*WRITTEN REQUEST*
In the page on food insecurity and food culture below, copy the passage from "Ways to Address and" to "New Orleans, ect." word for word.

* Begin PAGE TEXT *

Food Insecurity & Food Culture (Hunger)

Related Community Organizations

Working with school gardens, food distribution centers, and other agencies to promote healthy living, increase awareness about hunger and food culture, and address food insecurity in the New Orleans region and beyond

Food Insecurity, the state of being without reliable access to sufficient quantity of affordable, nutritious food, is a global issue. This issue area places emphasis on working hands-on with school gardens, food distribution centers, and other agencies to help promote the concepts of healthy living, creating awareness about hunger and exploring food insecurity. Though food insecurity is often defined as a household’s lack of food access based on financial or other material resources, food insecurity is based on three pillars including food availability, access, and use. In addition to limited financial resources, food insecurity can be caused by a households lack of access to grocery stores, living in food deserts, or not having the time to shop or cook. In a food secure world, all people would have access to sufficient, safe, nutritious food to maintain a healthy and active life (World Food Summit, 1996). The Food insecurity and food culture topic includes many ways to address community issues related to food.

Ways to Address and Explore Food Insecurity and Food Culture

  • Work with Food Distribution Centers like community food banks and soup kitchens
  • Grow food by working with a local community garden, start your own garden, and/ or support CSA (Community Supported Agriculture) Projects
  • Support Local Food Preservation efforts like the Slow Foods Movement, Oak Street PoyBoy Preservation Festival in New Orleans, ect.

* End PAGE TEXT *
* Begin EXTRACTED ENTRIES *

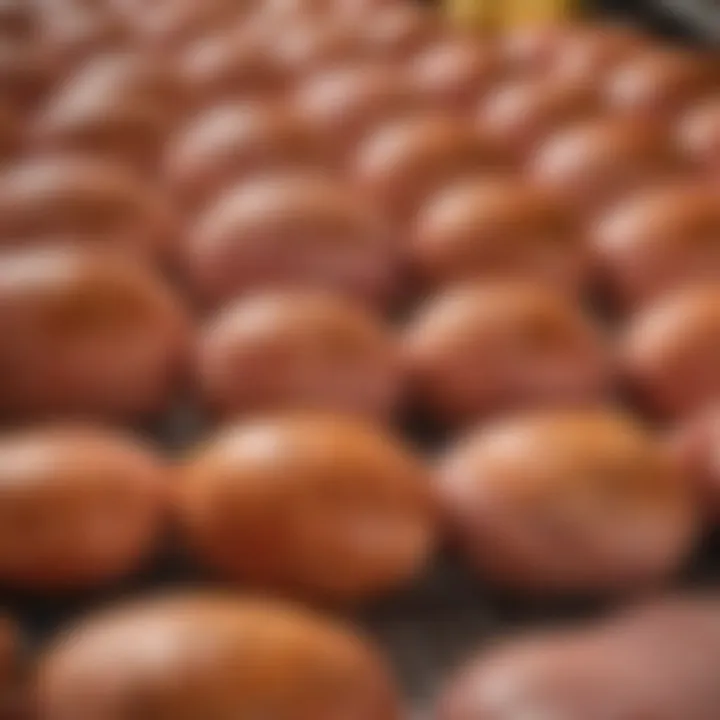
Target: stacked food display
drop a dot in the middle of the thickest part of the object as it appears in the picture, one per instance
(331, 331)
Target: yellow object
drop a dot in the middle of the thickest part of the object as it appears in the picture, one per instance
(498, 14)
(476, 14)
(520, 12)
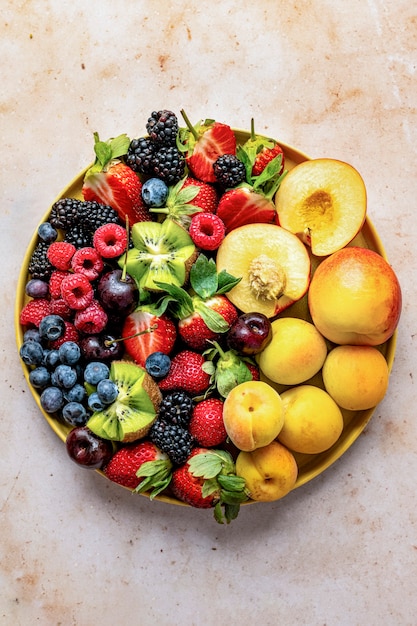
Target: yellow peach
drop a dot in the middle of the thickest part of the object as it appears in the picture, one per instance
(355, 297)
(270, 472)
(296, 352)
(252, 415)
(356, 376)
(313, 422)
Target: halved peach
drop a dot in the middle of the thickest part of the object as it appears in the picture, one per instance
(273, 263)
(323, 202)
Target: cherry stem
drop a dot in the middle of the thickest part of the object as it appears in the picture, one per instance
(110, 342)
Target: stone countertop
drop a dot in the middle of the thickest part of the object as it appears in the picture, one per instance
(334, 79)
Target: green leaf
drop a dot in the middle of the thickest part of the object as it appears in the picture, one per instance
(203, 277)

* End EXTRACTED ENTRIES *

*COMPLETED EXERCISE*
Ways to Address and Explore Food Insecurity and Food Culture

  • Work with Food Distribution Centers like community food banks and soup kitchens
  • Grow food by working with a local community garden, start your own garden, and/ or support CSA (Community Supported Agriculture) Projects
  • Support Local Food Preservation efforts like the Slow Foods Movement, Oak Street PoyBoy Preservation Festival in New Orleans, ect.